* [Verilen görev A]: Karar özetine göre uyuşmazlık hangi tür davadan doğmuştur?

Logo

1. Hukuk Dairesi2021/4434 E. 2022/3954 K.

Yapay Zeka Özeti

Uyuşmazlık: Miras yoluyla intikal ve kazandırıcı zamanaşımı nedeniyle tapuda tescil edilen taşınmazların iptali ve davacılar adına tescili istemiyle açılan tapu iptali ve tescil davası.

Gerekçe ve Sonuç: Yerel mahkemenin Yargıtay'ın bozma kararında belirtilen hususları tam olarak yerine getirmeyerek eksik inceleme yapması, vergi kaydı ile zilyetliğin örtüşüp örtüşmediğini araştırmaması, tarafların delillerini tam olarak değerlendirmemesi ve hava fotoğraflarından yararlanmaması gibi nedenlerle bozma ilamına uyulmadığı gözetilerek yerel mahkeme kararı bozulmuştur.

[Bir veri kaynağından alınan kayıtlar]
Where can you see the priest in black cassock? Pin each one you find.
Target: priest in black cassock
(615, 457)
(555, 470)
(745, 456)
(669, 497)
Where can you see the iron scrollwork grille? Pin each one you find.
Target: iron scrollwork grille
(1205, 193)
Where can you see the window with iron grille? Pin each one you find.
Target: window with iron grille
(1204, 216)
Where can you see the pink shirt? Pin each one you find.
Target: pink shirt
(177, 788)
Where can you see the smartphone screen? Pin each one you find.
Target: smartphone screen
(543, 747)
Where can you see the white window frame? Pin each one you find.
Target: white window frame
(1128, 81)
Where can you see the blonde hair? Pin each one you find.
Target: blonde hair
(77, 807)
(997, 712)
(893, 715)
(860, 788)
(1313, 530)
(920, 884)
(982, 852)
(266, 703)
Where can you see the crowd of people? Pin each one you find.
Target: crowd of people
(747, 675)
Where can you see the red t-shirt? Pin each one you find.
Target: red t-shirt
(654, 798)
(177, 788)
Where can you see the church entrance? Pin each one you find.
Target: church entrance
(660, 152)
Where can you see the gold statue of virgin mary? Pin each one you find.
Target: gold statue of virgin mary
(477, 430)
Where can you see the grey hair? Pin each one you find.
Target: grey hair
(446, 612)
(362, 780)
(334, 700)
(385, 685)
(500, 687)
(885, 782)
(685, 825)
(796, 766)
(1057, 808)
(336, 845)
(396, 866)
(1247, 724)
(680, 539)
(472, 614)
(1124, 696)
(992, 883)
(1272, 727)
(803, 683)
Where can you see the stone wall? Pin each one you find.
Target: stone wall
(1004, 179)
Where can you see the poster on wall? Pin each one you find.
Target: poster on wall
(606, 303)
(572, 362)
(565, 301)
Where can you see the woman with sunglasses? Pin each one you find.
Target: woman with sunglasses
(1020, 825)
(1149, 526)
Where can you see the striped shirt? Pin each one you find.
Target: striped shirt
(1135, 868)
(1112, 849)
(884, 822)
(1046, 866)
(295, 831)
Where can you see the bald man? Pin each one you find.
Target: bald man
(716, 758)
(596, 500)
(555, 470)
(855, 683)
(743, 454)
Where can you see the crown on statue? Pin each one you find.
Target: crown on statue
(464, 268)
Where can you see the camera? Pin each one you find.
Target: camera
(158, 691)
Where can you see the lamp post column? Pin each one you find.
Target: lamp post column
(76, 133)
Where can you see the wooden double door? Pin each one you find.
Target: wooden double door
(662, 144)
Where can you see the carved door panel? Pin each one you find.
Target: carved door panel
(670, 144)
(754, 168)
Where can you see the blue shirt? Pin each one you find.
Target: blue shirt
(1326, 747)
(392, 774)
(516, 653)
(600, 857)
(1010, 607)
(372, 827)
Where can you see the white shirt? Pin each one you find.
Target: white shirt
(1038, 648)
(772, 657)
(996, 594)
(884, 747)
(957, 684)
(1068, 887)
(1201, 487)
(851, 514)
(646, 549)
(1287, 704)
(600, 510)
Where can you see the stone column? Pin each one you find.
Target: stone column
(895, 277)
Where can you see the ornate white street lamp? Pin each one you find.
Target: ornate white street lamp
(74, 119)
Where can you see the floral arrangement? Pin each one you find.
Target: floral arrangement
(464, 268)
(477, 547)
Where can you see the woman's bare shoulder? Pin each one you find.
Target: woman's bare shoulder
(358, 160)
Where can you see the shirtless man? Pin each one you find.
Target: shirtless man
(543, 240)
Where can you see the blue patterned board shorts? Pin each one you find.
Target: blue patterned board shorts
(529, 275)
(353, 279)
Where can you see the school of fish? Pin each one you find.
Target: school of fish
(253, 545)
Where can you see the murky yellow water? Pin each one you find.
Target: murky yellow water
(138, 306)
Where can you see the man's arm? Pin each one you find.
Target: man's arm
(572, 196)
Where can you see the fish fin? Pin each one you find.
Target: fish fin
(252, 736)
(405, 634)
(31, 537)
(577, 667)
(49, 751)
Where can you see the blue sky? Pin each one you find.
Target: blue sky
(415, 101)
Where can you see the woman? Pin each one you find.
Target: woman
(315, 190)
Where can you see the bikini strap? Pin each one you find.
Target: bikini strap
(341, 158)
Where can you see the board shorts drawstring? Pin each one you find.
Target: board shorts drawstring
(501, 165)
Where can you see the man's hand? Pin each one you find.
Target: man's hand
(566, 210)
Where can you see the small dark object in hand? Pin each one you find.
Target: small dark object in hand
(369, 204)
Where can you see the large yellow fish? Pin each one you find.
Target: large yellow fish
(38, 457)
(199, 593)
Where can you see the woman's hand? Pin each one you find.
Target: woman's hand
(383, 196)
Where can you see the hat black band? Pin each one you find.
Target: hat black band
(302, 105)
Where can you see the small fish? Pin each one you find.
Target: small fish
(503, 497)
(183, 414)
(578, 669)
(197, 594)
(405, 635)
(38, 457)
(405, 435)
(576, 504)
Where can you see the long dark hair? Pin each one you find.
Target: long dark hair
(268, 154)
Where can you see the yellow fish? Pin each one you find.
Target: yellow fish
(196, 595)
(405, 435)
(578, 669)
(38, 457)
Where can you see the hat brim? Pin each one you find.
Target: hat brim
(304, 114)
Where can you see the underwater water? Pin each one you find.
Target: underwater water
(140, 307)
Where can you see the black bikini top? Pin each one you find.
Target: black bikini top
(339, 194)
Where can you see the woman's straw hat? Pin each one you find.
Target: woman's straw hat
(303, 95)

* [Verilen görev B]: Kayıtların başından "(1205, 193)" ifadesini içeren satıra kadar, o satır da dahil olmak üzere, satırları yeniden yazın. Bu satırlarda "priest" kelimesini "monk" ile değiştirin, diğer her şeyi aynen bırakın.

* [Yazılı çözüm A]: Tapu iptali ve tescil davasından doğmuştur.

* [Yazılı çözüm B]:
Where can you see the monk in black cassock? Pin each one you find.
Target: monk in black cassock
(615, 457)
(555, 470)
(745, 456)
(669, 497)
Where can you see the iron scrollwork grille? Pin each one you find.
Target: iron scrollwork grille
(1205, 193)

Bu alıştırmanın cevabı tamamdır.